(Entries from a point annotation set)
↓↓↓
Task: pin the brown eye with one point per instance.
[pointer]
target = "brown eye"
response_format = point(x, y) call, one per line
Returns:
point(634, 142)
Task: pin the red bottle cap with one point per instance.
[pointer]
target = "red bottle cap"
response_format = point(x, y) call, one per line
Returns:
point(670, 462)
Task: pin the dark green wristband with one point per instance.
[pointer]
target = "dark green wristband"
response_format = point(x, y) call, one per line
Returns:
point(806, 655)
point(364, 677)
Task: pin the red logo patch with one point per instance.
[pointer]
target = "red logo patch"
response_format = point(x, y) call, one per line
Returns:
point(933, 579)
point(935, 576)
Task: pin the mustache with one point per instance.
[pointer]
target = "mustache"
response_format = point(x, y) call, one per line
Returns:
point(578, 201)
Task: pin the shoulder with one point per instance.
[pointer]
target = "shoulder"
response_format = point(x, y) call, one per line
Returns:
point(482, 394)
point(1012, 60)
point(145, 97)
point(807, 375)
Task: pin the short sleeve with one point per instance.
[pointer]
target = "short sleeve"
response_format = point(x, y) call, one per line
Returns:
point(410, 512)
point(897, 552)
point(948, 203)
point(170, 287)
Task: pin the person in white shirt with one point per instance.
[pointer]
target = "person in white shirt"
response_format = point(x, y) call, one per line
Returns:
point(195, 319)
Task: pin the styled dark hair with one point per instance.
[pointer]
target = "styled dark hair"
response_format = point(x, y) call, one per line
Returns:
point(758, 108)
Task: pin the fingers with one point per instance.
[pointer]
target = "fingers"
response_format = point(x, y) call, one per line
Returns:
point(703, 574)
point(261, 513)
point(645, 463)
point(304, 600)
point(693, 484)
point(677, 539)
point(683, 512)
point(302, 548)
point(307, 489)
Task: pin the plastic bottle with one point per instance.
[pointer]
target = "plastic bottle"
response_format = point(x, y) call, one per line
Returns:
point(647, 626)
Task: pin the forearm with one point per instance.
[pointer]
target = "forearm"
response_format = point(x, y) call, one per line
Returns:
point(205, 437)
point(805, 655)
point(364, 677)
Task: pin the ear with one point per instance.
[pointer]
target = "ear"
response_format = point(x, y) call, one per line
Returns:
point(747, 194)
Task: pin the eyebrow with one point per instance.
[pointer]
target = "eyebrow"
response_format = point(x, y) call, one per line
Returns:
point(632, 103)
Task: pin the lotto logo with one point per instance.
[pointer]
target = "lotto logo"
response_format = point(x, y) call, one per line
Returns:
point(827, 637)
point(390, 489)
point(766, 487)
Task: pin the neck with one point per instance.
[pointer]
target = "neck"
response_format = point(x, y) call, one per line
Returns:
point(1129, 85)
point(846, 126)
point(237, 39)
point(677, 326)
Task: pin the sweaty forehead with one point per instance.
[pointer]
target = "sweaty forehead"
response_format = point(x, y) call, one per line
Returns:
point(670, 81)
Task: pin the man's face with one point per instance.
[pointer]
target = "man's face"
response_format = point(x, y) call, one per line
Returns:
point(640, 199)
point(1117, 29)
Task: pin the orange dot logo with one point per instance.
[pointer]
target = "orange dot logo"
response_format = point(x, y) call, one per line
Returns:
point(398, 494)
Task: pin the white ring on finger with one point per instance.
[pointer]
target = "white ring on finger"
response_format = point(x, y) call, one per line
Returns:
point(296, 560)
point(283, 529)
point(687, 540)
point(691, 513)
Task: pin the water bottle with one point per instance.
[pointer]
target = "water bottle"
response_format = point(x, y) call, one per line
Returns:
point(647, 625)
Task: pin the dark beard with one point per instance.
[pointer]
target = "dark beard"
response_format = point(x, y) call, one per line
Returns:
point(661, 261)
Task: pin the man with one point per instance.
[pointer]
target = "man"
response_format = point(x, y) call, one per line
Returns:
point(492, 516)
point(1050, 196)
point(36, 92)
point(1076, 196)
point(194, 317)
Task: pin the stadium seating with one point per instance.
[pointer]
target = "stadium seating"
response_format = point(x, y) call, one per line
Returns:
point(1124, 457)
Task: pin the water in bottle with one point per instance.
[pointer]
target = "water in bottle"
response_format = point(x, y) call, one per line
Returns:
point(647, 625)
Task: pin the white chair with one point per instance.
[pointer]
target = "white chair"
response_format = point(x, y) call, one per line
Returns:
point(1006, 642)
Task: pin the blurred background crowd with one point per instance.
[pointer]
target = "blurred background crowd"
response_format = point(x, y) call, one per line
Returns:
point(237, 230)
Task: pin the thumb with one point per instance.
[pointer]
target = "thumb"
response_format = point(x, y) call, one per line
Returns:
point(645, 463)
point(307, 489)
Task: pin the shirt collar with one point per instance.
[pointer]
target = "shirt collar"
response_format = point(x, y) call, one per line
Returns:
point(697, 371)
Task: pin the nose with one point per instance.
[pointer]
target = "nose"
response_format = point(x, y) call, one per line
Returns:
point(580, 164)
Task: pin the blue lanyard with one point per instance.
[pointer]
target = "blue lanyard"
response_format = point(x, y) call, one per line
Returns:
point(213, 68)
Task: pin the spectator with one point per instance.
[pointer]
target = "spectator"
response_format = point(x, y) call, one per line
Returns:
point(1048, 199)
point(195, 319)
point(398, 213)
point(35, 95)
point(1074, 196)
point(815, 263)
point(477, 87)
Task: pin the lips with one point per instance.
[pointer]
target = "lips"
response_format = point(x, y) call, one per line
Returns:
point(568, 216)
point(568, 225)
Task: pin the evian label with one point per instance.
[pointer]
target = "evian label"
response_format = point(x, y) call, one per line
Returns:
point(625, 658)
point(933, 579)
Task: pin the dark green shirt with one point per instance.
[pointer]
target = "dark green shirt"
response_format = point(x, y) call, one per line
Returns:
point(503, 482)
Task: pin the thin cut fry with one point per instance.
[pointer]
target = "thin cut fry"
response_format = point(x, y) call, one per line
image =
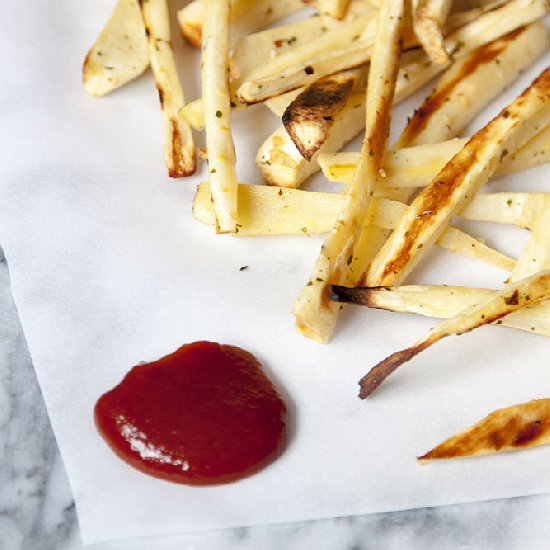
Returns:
point(513, 297)
point(314, 59)
point(246, 16)
point(315, 316)
point(179, 150)
point(255, 50)
point(309, 117)
point(276, 78)
point(120, 52)
point(417, 166)
point(428, 20)
point(215, 91)
point(490, 69)
point(267, 210)
point(536, 255)
point(334, 8)
point(452, 189)
point(510, 429)
point(442, 302)
point(281, 163)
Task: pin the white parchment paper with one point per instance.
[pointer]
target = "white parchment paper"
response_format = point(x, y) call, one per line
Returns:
point(108, 269)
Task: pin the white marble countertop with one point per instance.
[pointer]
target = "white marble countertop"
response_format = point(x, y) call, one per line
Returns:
point(37, 510)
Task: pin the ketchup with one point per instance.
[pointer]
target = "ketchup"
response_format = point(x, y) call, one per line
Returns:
point(202, 415)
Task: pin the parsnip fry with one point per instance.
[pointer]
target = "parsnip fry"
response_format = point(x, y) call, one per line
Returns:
point(215, 91)
point(309, 117)
point(315, 316)
point(453, 188)
point(246, 16)
point(510, 429)
point(512, 298)
point(267, 210)
point(428, 20)
point(334, 8)
point(442, 302)
point(536, 255)
point(179, 150)
point(489, 68)
point(276, 78)
point(417, 166)
point(521, 209)
point(306, 63)
point(281, 163)
point(255, 50)
point(120, 52)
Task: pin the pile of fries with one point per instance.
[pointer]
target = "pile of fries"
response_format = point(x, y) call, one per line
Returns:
point(331, 77)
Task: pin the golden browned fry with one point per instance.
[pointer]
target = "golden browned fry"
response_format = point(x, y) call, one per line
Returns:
point(268, 210)
point(315, 315)
point(336, 52)
point(281, 163)
point(512, 298)
point(417, 166)
point(309, 117)
point(510, 429)
point(442, 302)
point(120, 52)
point(217, 117)
point(179, 149)
point(490, 69)
point(454, 187)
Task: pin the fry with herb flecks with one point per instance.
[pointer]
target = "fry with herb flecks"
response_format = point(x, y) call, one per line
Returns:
point(217, 116)
point(120, 52)
point(179, 149)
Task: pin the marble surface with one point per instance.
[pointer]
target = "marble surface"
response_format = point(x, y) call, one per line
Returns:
point(37, 511)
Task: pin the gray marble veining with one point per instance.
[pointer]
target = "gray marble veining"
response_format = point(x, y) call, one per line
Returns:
point(37, 511)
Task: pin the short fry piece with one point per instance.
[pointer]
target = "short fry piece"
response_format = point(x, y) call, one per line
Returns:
point(512, 298)
point(217, 117)
point(179, 150)
point(510, 429)
point(120, 52)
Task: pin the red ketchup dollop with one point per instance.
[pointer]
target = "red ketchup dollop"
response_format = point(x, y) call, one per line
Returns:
point(202, 415)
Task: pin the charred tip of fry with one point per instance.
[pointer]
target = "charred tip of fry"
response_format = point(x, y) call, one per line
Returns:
point(374, 378)
point(356, 295)
point(308, 118)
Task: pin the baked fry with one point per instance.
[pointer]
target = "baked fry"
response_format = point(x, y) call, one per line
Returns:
point(246, 16)
point(452, 189)
point(315, 316)
point(120, 52)
point(179, 149)
point(442, 302)
point(215, 91)
point(510, 429)
point(512, 298)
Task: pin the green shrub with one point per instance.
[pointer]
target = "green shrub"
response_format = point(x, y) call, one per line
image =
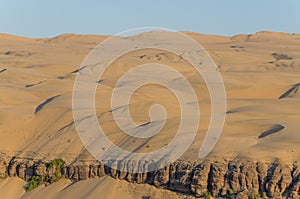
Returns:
point(264, 195)
point(207, 195)
point(33, 183)
point(229, 194)
point(255, 196)
point(57, 164)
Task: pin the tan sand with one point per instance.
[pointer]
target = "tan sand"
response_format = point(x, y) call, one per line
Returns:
point(36, 89)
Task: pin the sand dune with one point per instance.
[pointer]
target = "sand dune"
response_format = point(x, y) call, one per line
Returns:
point(36, 82)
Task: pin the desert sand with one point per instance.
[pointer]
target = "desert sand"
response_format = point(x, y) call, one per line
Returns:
point(261, 73)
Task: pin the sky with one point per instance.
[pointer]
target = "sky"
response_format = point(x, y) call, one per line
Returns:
point(41, 18)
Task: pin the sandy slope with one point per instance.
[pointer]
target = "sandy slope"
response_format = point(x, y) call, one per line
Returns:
point(260, 71)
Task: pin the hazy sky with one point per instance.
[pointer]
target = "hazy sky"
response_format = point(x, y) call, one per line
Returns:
point(41, 18)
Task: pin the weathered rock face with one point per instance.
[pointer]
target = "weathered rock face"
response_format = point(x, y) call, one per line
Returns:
point(235, 179)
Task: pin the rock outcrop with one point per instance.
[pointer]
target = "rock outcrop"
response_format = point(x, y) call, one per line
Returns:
point(233, 179)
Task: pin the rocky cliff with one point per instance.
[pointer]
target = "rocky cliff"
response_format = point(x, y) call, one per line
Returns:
point(231, 179)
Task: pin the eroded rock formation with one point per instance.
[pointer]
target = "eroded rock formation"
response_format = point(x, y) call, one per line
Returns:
↑↑↑
**Directions for this task:** Give the rows above as a JSON list of strings, one string per line with blank lines omitted, starting at the line containing "Task: pin the man with" and ending with the line containing "point(237, 230)".

**Result of the task:**
[
  "Task: pin the man with one point per instance.",
  "[pointer]",
  "target = \"man\"",
  "response_format = point(x, y) call, one per line",
  "Returns:",
  "point(492, 516)",
  "point(1050, 196)",
  "point(36, 92)",
  "point(1076, 196)",
  "point(194, 317)",
  "Task: pin the stadium seating with one point per instance.",
  "[pointer]",
  "target = \"stadium seating\"",
  "response_format = point(x, y) call, one per line",
  "Returns:",
  "point(1124, 457)",
  "Task: pin the water in bottle with one point per instance.",
  "[pointer]",
  "target = \"water in bottle\"",
  "response_format = point(x, y) call, one per line",
  "Returns:",
  "point(647, 625)",
  "Task: pin the white chair with one point per instance.",
  "[pointer]",
  "target = \"white chair\"",
  "response_format = point(x, y) call, one per line",
  "Returns:",
  "point(1006, 642)",
  "Task: pin the blurred background crowd with one point per instance.",
  "[pointer]",
  "target = \"blurred background crowd\"",
  "response_format = point(x, y) call, one per line",
  "Returns:",
  "point(237, 230)"
]